> Problems to solve:
- a) From the passage about home below, copy the text starting at "It is often" and ending at "your comfort zone?".
- b) Translate this sentence from the passage about home below into Spanish: "It is often said that home is where the heart is."
- c) Go on with the passage below about feeling out of place at home, picking up after its final sentence.
-- Provided passage follows --
It is often said that home is where the heart is. That usually means wherever your family is, or your lover, your spouse, your children – that is your warm cocoon of comfort. We have all heard it said in a romantic movie, “It doesn’t matter where I am as long as I am with you.” It is a beautiful idea, that the people you surround yourself with are what make a place your home. But what if you still feel like a fish out of water in the city that contains them? What if being home, the place that should be the most comfortable place of all, is actually outside of your comfort zone?
-- Provided passage concluded --
-- Records follows --
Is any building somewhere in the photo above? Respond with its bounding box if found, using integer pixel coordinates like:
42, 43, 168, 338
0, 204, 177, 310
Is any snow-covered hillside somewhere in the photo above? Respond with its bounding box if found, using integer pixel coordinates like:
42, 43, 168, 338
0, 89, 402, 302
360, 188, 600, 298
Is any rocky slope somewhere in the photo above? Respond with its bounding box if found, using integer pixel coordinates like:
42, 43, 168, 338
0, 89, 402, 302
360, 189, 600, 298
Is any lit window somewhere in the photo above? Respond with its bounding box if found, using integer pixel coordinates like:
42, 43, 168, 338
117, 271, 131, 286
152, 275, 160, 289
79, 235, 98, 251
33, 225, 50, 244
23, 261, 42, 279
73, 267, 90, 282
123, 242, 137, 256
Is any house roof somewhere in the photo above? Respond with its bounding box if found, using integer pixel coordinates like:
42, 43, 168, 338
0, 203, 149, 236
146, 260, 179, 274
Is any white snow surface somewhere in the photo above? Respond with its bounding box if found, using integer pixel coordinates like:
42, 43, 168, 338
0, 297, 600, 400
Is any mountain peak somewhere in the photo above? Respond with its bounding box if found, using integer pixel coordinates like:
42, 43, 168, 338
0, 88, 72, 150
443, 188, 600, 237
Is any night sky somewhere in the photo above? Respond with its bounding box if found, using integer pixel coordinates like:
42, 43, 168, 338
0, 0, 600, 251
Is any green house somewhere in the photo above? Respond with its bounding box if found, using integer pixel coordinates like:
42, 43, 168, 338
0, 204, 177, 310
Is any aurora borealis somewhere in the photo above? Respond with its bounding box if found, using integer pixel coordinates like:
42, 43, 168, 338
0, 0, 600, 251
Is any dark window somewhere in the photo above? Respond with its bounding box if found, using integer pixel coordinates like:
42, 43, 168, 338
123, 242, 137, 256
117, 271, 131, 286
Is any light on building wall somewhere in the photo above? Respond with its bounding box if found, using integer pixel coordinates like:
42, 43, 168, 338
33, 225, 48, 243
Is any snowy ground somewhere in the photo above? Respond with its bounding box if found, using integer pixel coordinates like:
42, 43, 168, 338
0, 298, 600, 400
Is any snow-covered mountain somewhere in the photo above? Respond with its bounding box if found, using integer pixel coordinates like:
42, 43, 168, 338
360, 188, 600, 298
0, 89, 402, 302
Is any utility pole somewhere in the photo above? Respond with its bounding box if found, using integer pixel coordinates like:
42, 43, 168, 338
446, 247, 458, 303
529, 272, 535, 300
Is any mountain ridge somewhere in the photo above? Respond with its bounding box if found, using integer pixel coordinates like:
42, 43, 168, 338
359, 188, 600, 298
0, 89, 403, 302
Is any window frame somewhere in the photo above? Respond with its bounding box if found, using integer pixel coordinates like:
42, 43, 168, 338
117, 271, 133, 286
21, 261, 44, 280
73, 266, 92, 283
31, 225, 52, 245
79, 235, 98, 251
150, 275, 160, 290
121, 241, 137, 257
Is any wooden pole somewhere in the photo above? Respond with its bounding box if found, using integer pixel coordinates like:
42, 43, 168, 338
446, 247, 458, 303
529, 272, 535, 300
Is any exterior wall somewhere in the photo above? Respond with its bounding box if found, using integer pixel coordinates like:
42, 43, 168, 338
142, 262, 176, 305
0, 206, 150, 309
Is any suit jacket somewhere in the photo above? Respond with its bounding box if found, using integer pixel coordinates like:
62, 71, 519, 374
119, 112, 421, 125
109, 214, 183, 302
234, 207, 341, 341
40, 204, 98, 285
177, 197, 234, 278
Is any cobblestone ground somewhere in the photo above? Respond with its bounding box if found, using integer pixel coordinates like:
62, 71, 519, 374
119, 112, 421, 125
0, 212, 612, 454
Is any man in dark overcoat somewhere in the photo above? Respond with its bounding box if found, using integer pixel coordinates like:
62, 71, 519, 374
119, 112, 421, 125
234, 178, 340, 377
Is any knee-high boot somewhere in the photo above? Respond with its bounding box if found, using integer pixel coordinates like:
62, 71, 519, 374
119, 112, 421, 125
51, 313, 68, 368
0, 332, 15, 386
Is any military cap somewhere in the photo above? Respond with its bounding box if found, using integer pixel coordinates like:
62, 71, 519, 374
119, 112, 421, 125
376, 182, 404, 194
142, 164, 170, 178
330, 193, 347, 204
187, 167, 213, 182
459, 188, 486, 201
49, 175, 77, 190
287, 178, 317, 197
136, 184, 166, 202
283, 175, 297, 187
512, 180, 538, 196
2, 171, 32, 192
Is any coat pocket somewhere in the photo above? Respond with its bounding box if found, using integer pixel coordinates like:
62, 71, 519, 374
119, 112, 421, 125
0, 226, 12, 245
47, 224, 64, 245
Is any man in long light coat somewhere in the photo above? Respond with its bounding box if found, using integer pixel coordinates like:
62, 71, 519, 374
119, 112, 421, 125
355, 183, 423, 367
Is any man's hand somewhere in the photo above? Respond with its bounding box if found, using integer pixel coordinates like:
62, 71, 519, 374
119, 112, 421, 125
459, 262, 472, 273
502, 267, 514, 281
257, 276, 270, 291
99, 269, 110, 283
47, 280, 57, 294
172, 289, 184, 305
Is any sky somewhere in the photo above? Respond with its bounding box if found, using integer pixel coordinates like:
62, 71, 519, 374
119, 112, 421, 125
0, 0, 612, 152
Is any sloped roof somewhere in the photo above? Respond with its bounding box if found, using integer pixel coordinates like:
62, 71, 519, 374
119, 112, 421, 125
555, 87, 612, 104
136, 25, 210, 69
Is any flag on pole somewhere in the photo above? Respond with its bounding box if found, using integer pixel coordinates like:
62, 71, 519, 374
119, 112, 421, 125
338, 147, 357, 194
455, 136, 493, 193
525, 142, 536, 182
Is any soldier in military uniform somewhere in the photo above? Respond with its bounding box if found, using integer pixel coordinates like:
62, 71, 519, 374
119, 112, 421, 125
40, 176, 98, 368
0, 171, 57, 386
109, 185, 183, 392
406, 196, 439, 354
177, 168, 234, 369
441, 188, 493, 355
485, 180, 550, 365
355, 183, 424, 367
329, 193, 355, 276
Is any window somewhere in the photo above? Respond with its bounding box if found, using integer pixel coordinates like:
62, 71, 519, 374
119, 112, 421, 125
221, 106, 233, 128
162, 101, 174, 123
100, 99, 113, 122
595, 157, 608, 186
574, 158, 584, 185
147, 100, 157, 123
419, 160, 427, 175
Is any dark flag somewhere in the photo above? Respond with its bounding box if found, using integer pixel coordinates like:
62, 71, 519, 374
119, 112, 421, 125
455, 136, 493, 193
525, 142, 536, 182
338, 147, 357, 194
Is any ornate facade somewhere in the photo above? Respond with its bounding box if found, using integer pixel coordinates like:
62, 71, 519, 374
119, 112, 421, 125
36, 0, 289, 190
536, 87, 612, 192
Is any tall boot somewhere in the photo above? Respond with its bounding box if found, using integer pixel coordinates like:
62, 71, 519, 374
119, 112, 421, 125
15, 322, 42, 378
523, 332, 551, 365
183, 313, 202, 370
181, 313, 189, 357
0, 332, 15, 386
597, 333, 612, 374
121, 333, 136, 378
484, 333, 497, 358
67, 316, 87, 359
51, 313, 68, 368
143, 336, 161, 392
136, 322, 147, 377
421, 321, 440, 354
-- Records concluded --
> Expected responses:
- a)
It is often said that home is where the heart is. That usually means wherever your family is, or your lover, your spouse, your children – that is your warm cocoon of comfort. We have all heard it said in a romantic movie, “It doesn’t matter where I am as long as I am with you.” It is a beautiful idea, that the people you surround yourself with are what make a place your home. But what if you still feel like a fish out of water in the city that contains them? What if being home, the place that should be the most comfortable place of all, is actually outside of your comfort zone?

- b) A menudo se dice que el hogar está donde está el corazón.

- c)
I grew up in Rochester, NY. It is green. It has four distinct seasons. There are plenty of rolling, glacial hills and babbling brooks. The Christmases of my youth consisted of cutting down our own Christmas tree in a snowy field, cheeks rosy from the cold, hot chocolate by a crackling fire, and waking up to a gleaming white landscape of snow on Christmas morning before sliding across the floor in footed pajamas to the stockings hung by the chimney with care.   It was caroling through a snowy neighborhood, bundled up, watching the moonlight and the Christmas lights glint off the icicles hanging from neighbors’ gutters. It was the Hallmark version of Christmas we see in holiday themed movies, and quite frankly it was exactly how the holidays are supposed to be as far as this NY native is concerned.

My Christmas photo from 1978, I think.  Now THAT is what Christmas looks like.

My Christmas photo from 1978, I think. Now THAT is what Christmas looks like.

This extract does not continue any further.